*Exercise*: Gather every line of the data below that contains the string "reflection". Matching is case-sensitive.

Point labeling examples
>>>

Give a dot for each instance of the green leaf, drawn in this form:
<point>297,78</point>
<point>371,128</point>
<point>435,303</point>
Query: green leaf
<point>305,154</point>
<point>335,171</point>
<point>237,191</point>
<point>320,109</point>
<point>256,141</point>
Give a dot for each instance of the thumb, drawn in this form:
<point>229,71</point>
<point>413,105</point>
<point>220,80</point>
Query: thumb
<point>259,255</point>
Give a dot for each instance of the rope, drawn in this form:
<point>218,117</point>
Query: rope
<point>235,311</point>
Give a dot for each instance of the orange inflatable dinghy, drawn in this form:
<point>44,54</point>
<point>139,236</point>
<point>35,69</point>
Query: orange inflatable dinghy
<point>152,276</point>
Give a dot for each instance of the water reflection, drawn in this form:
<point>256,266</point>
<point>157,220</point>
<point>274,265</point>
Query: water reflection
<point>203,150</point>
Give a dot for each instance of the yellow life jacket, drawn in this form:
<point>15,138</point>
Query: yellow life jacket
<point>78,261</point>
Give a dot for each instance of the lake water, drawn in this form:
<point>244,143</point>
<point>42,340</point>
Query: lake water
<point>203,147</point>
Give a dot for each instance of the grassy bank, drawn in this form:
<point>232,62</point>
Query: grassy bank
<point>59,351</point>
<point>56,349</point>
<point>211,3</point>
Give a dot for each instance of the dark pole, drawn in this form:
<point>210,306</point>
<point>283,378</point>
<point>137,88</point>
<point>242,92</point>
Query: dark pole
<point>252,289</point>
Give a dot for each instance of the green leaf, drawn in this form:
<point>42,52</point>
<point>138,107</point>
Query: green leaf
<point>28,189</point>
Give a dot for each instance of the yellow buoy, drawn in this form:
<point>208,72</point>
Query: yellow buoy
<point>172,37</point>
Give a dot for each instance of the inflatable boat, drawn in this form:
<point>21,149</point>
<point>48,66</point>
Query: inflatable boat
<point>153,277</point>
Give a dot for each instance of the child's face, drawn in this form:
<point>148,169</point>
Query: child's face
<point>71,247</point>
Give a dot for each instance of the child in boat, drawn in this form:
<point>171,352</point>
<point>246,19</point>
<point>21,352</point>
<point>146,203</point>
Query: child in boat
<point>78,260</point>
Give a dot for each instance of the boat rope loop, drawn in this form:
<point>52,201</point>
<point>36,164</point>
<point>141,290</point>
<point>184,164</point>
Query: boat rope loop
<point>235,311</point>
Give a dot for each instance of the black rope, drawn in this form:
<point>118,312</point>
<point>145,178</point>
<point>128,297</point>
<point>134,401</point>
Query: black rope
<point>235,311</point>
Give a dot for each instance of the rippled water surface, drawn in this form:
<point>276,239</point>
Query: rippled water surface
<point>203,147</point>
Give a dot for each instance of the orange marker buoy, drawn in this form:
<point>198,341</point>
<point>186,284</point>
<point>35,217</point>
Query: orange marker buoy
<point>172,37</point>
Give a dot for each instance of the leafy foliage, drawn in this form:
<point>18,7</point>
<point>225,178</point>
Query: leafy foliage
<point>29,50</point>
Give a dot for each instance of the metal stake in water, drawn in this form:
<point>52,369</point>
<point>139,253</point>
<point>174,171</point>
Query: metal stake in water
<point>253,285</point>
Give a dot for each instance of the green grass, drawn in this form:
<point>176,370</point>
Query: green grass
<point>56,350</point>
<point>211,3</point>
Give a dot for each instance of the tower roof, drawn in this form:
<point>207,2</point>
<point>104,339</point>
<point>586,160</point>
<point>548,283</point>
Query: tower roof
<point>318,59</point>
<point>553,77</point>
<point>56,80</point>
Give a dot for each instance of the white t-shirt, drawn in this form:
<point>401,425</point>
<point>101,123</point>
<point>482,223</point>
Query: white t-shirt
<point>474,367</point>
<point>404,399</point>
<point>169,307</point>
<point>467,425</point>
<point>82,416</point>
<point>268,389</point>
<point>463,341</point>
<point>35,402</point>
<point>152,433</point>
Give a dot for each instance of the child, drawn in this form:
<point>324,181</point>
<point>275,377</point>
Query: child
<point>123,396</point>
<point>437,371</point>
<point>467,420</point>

<<<
>>>

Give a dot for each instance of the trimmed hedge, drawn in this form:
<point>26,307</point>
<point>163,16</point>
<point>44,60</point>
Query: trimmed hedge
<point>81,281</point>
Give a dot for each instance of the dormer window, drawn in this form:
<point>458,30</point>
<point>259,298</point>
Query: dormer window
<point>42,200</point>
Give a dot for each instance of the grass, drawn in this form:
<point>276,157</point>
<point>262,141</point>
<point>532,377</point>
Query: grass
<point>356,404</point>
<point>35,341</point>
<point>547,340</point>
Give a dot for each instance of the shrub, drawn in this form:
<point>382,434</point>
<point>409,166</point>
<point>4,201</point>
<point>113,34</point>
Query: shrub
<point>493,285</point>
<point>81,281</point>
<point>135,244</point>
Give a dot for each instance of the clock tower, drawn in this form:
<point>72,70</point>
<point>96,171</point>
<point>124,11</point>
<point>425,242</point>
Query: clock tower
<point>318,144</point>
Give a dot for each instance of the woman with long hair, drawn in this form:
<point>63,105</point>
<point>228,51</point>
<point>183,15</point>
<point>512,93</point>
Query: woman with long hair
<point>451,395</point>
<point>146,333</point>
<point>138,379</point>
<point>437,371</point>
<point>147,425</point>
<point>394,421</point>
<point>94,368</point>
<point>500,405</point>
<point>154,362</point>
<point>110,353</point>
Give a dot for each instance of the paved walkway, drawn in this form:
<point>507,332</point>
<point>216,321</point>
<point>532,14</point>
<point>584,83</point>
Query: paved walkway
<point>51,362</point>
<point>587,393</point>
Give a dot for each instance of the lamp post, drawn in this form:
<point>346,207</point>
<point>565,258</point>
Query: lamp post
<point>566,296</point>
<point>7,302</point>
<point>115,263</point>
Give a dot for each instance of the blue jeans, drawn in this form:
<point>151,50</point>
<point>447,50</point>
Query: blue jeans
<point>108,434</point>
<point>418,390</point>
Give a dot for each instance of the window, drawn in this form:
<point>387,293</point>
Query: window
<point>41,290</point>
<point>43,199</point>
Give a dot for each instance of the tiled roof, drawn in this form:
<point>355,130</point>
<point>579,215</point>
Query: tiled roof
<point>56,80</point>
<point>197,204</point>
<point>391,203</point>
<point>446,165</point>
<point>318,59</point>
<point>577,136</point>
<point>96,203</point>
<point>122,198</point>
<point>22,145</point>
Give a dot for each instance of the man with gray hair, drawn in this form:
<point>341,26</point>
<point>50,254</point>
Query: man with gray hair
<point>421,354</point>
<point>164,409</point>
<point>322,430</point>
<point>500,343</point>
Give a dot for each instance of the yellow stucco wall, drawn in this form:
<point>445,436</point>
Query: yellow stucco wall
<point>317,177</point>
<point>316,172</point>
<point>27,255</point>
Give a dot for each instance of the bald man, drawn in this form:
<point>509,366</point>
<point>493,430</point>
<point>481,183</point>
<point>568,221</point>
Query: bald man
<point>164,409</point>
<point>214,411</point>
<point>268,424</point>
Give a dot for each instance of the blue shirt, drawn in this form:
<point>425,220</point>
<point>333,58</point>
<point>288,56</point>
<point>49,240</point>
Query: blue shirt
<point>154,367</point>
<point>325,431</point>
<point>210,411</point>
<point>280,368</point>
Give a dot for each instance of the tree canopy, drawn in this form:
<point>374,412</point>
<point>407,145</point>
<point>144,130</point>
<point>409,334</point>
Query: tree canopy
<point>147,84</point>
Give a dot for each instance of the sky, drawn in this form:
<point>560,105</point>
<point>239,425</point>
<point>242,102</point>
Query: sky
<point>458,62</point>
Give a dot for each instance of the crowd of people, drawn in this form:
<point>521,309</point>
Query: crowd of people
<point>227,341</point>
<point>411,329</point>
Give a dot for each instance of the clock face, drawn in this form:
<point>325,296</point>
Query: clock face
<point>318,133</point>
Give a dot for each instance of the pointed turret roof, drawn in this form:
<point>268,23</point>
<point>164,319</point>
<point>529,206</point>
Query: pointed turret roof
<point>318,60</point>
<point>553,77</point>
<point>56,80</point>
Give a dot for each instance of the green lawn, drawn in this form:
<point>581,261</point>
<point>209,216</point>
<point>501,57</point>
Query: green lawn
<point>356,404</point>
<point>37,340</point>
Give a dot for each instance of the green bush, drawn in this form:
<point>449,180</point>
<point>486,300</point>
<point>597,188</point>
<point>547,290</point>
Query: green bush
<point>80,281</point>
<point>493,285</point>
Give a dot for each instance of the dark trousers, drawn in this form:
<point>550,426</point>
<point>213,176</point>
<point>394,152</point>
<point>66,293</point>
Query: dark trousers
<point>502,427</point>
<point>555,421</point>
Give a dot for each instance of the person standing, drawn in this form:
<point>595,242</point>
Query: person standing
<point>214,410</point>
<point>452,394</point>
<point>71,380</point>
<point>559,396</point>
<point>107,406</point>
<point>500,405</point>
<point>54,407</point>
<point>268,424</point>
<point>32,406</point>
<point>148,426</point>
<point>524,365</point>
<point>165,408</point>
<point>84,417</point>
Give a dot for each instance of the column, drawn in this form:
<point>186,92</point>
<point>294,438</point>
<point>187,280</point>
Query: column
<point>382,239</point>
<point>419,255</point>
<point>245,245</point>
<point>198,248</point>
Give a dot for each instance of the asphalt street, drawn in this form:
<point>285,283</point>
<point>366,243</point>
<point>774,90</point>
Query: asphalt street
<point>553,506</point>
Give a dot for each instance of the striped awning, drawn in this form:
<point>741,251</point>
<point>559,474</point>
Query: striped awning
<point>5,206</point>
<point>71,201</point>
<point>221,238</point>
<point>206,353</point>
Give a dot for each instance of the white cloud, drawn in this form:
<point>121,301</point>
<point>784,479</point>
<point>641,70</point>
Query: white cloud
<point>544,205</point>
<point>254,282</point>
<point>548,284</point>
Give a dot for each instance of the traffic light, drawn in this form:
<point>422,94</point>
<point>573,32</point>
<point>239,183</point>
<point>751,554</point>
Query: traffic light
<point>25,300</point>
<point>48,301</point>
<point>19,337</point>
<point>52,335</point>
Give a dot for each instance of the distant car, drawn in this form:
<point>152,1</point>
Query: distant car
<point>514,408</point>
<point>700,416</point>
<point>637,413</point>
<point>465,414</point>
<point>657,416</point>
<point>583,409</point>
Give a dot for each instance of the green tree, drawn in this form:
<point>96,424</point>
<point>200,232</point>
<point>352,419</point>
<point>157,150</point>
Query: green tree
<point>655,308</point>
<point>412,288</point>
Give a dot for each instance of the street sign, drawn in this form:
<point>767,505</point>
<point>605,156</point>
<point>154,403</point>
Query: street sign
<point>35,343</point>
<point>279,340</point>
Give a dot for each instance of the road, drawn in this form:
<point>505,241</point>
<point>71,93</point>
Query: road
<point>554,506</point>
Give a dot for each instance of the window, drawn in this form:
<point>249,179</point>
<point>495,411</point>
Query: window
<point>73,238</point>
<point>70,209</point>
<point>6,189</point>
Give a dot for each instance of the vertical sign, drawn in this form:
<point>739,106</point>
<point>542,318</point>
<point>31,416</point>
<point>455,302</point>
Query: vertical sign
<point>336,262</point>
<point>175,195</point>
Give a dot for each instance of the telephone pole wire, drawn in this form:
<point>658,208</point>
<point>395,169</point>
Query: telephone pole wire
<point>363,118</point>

<<<

*Correct result*:
Give a dot for each instance of the water reflection, drawn in this form:
Query: water reflection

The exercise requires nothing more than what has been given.